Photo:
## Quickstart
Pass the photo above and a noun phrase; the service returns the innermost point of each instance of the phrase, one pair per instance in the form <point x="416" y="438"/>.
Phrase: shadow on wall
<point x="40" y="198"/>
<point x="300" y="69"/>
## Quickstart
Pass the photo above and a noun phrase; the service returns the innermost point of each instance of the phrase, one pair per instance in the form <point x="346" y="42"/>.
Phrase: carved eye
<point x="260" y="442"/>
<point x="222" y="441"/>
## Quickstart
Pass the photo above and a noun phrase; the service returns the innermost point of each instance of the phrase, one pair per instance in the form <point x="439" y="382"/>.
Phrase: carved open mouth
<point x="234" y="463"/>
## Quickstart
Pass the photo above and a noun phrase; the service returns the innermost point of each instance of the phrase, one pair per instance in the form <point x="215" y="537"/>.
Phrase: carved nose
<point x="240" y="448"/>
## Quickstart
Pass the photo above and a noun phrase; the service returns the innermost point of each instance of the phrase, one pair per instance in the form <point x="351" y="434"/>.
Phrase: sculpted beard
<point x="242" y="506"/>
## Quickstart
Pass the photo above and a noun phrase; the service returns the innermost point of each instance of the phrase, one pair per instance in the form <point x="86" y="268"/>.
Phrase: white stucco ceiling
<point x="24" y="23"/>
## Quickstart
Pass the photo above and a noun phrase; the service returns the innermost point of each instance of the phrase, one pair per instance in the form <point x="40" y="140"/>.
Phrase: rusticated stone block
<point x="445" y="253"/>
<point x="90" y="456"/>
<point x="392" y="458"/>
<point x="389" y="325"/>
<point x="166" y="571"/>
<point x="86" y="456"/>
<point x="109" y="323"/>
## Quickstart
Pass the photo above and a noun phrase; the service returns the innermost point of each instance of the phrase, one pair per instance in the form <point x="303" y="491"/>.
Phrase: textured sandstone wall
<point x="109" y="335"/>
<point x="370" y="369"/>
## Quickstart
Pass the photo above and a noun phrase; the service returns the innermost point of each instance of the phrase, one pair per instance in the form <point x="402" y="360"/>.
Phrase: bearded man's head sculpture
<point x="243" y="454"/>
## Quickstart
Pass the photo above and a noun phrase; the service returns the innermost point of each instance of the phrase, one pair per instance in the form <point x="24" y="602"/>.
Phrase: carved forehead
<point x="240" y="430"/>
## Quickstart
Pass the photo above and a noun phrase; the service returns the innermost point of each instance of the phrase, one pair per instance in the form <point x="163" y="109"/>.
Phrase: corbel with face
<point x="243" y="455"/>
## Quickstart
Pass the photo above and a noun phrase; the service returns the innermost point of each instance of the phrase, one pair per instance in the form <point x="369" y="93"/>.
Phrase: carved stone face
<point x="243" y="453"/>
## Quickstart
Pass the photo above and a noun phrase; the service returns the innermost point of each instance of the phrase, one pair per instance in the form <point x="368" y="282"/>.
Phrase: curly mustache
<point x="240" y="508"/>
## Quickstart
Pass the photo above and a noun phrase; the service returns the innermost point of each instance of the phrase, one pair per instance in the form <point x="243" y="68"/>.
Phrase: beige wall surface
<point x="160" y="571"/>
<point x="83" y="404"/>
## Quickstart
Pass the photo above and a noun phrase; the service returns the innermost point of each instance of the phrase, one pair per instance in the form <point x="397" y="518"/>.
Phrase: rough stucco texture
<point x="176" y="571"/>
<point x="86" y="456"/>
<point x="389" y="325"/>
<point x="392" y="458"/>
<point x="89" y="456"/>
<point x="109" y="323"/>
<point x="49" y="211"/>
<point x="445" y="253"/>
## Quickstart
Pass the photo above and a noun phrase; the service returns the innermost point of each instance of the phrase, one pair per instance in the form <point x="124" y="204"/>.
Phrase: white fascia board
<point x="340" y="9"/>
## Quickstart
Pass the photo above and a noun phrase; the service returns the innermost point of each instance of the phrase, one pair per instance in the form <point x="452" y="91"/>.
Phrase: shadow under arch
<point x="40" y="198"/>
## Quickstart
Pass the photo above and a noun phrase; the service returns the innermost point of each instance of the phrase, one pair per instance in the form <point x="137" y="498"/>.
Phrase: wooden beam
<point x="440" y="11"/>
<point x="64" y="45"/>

========================================================================

TASK PROMPT -> Using the data above, output each line exactly.

OUTPUT OF THE EXERCISE ->
Photo:
## Quickstart
Pass the photo above and a noun phrase; the service returns the innermost point of each instance of the phrase, one pair per instance in the form <point x="416" y="438"/>.
Phrase: shadow on wall
<point x="40" y="198"/>
<point x="300" y="69"/>
## Quickstart
Pass the photo above and a noun phrase; the service returns the innermost point of each instance of the phrase, one pair per instance in the form <point x="346" y="42"/>.
Phrase: carved eye
<point x="260" y="442"/>
<point x="222" y="441"/>
## Quickstart
Pass the photo above and a noun phrase; the service returns the innermost point of each instance of the phrase, one pair per instance in the form <point x="439" y="382"/>.
Phrase: carved open mouth
<point x="234" y="463"/>
## Quickstart
Pass the photo above and a noun phrase; the service returns the innermost point of each instance of the phrase, one pair per instance in the form <point x="215" y="537"/>.
Phrase: carved nose
<point x="240" y="448"/>
## Quickstart
Pass the photo above and a noun phrase; the service returns the innermost point of each instance of the phrase, one pair per instance in the form <point x="351" y="434"/>.
Phrase: sculpted beard
<point x="242" y="506"/>
## Quickstart
Pass the photo above and a noun phrase; the service returns the innermost point of each instance of the phrase, one pair per instance in the form <point x="86" y="268"/>.
Phrase: white stucco ceiling
<point x="24" y="23"/>
## Quickstart
Pass the photo above and a noun phrase; the service returns the innermost point of each instance of the phrase, one pair per instance in the form <point x="40" y="140"/>.
Phrase: rusticated stone block
<point x="445" y="253"/>
<point x="90" y="456"/>
<point x="392" y="458"/>
<point x="389" y="325"/>
<point x="166" y="571"/>
<point x="86" y="456"/>
<point x="109" y="323"/>
## Quickstart
Pass the photo above and a noun phrase; the service returns the innermost point of each instance of the phrase, one pair per instance in the form <point x="303" y="491"/>.
Phrase: textured sandstone wall
<point x="109" y="335"/>
<point x="370" y="369"/>
## Quickstart
Pass the photo above and a noun phrase; the service returns the innermost point of each instance of the phrase, one pair per instance in the form <point x="402" y="360"/>.
Phrase: bearded man's head sculpture
<point x="243" y="454"/>
## Quickstart
Pass the photo above and a noun phrase; the service returns the innermost point of each instance of the phrase, one pair per instance in the form <point x="24" y="602"/>.
Phrase: carved forehead
<point x="240" y="430"/>
## Quickstart
Pass the photo above and a noun phrase; the service returns the innermost point of each instance of the phrase, one pair per instance in the form <point x="163" y="109"/>.
Phrase: corbel with face
<point x="243" y="455"/>
## Quickstart
Pass the photo above and a noun phrase; the service returns the innermost point of each instance of the phrase, one pair per instance in the form <point x="369" y="93"/>.
Phrase: carved stone face
<point x="243" y="453"/>
## Quickstart
Pass the photo above and a noun phrase; the service returns the innermost point of each instance of the phrase, one pair per instance in the form <point x="368" y="282"/>.
Phrase: curly mustache
<point x="240" y="508"/>
## Quickstart
Pass the photo above and a noun phrase; the service returns the innermost point of each instance of the phrase, one pair per instance in the form <point x="243" y="68"/>.
Phrase: beige wall surface
<point x="160" y="571"/>
<point x="83" y="404"/>
## Quickstart
Pass the photo above and a noun phrase; the service returns the innermost point of each instance of the phrase, one pair per instance in the form <point x="397" y="518"/>.
Phrase: rough stucco texture
<point x="176" y="571"/>
<point x="86" y="456"/>
<point x="389" y="325"/>
<point x="392" y="458"/>
<point x="89" y="456"/>
<point x="109" y="323"/>
<point x="49" y="211"/>
<point x="445" y="253"/>
## Quickstart
Pass the photo above and a noun phrase; the service returns the innermost point of each instance of the phrase, one pair per instance in the form <point x="124" y="204"/>.
Phrase: white fascia board
<point x="340" y="9"/>
## Quickstart
Pass the photo above and a noun phrase; the service returns the innermost point of each instance of the phrase, one pair per instance in the form <point x="452" y="91"/>.
Phrase: shadow under arch
<point x="40" y="198"/>
## Quickstart
Pass the photo above and a noun phrase; the service returns the innermost point of each instance of the phrase, one pair per instance in the form <point x="137" y="498"/>.
Phrase: wooden beam
<point x="440" y="11"/>
<point x="64" y="45"/>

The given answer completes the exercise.